== STATED GOAL A ==
Name every month mentioned in the article on home builder sentiment below, in the order they first appear.

Home Builder Sentiment Punctuates The Slowdown In The Housing Market

The plunge in sentiment delivered a timely exclamation point to all the other signs of a slowdown I have been observing and describing for much of this year. It stands well by itself without the additional context of the rest of November’s reports on housing data.

In the April housing market review, I explained why I would not have thought much of March’s slight decline in the Housing Market Index (HMI). At 70, the HMI was still higher than it was for most of 2017. For July, the HMI stayed at 68 for the second straight month. However, the HMI dropped another point in August and stayed at 67 for September. For two straight months, the NAHB cleverly called 67 a “solid reading.” I was circumspect about this reading given it was the low for 2018, and I stayed skeptical in the October Housing Market Review even with the HMI increasing by one point at that time. As a reminder, I took the NAHB’s quote as evidence that a housing slowdown was underway (emphasis mine):

“Favorable economic conditions and demographic tailwinds should continue to support demand, but housing affordability has become a challenge due to ongoing price and interest rate increases. Unless housing affordability stabilizes, the market risks losing additional momentum as we head into 2019.”

== STATED GOAL B ==
How many lines of the entries below contain the word "golfer"? Give only the number.

Object location annotation data
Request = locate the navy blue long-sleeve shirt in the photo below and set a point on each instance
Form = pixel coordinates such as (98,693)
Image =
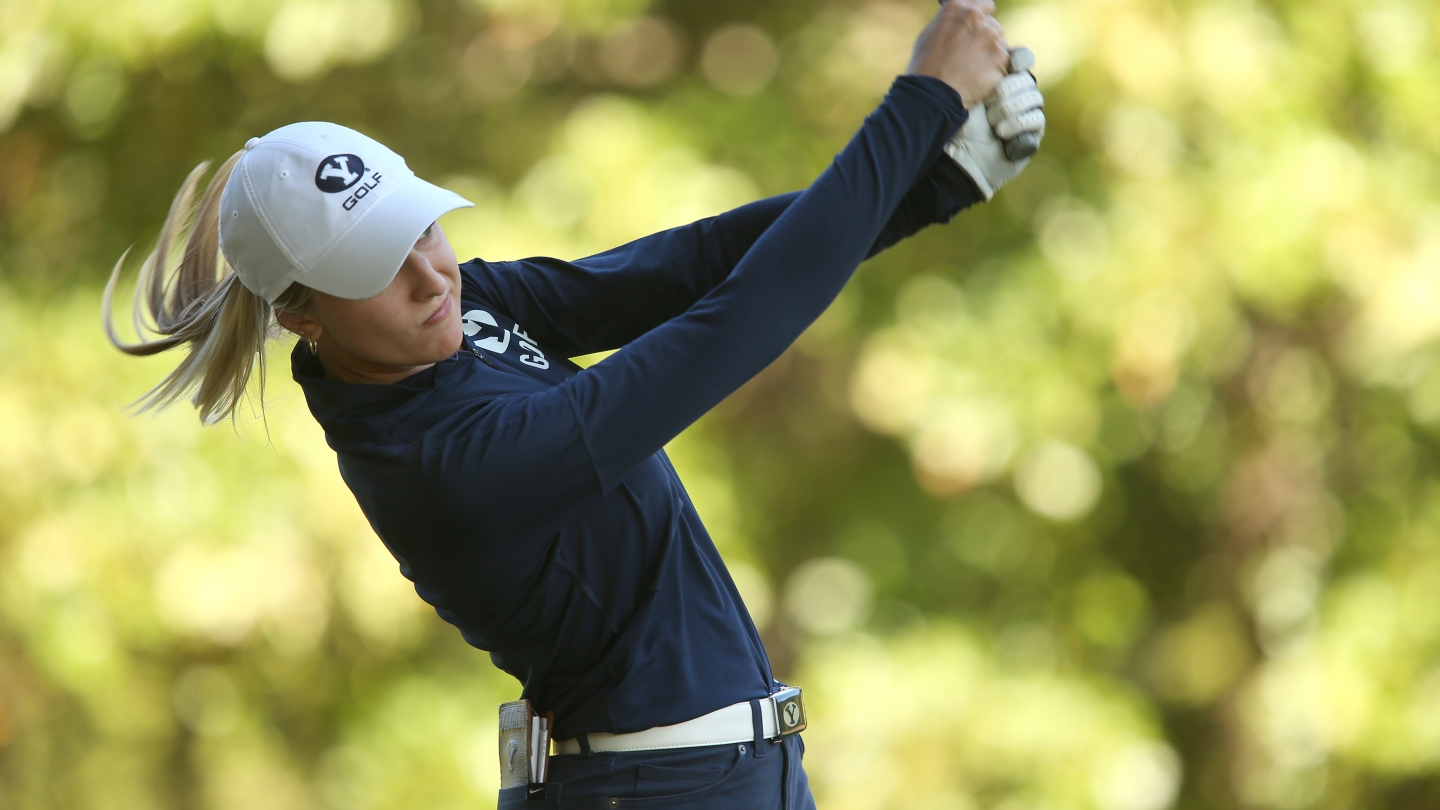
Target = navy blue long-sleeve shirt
(530,500)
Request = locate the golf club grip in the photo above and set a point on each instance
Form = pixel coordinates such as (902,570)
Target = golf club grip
(1021,146)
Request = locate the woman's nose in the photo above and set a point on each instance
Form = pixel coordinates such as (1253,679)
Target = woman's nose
(429,281)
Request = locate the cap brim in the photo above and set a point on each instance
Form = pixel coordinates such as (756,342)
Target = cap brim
(365,261)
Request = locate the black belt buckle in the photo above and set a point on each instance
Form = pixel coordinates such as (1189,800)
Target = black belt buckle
(789,711)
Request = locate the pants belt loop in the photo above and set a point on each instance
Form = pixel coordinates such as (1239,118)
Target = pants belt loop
(759,728)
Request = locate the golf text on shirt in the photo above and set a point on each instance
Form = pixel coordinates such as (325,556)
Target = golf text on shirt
(474,322)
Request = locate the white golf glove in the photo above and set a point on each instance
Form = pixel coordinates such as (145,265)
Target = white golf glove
(1015,107)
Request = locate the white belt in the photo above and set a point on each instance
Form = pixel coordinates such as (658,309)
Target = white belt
(720,727)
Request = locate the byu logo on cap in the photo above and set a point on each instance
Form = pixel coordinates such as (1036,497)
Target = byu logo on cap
(339,172)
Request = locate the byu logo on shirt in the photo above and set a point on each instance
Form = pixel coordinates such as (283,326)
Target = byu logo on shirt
(475,320)
(339,172)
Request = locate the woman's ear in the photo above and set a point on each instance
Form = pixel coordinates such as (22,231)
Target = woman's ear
(300,325)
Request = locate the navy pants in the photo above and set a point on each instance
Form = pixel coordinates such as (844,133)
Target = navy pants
(713,777)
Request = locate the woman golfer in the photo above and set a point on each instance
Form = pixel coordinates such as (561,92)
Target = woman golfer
(529,499)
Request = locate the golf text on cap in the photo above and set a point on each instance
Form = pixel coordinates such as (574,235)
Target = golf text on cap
(340,172)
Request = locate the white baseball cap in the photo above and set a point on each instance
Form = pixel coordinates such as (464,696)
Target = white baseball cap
(323,205)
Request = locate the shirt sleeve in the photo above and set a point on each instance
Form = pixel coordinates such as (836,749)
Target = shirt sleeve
(529,460)
(608,300)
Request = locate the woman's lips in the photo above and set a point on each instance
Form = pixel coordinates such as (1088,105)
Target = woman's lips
(439,312)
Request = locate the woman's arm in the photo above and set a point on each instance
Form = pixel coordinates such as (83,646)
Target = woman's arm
(522,463)
(608,300)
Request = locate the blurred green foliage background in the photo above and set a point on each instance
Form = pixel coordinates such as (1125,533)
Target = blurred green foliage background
(1118,493)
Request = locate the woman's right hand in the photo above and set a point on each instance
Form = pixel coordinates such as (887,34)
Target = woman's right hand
(965,48)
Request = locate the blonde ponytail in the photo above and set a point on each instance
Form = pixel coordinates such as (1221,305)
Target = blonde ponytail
(199,301)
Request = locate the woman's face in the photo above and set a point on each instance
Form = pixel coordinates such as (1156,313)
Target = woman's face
(409,326)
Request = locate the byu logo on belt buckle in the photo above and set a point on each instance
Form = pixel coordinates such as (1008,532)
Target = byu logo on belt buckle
(789,711)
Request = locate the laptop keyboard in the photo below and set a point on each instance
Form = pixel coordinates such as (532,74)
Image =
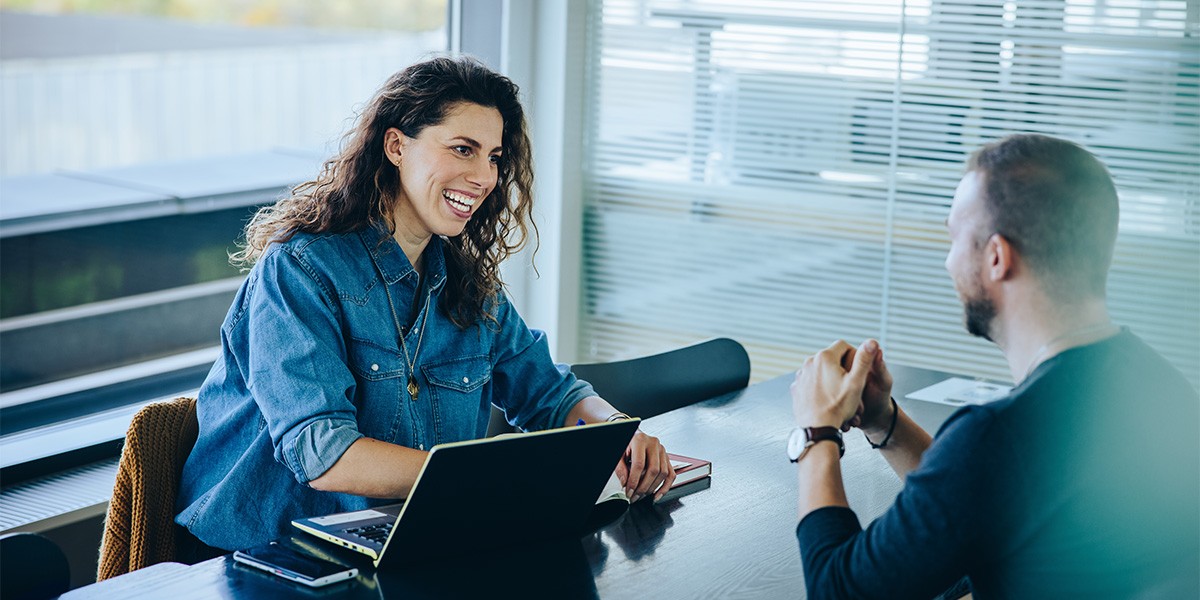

== FINAL ANSWER A ==
November, April, March, July, August, September, October

== FINAL ANSWER B ==
2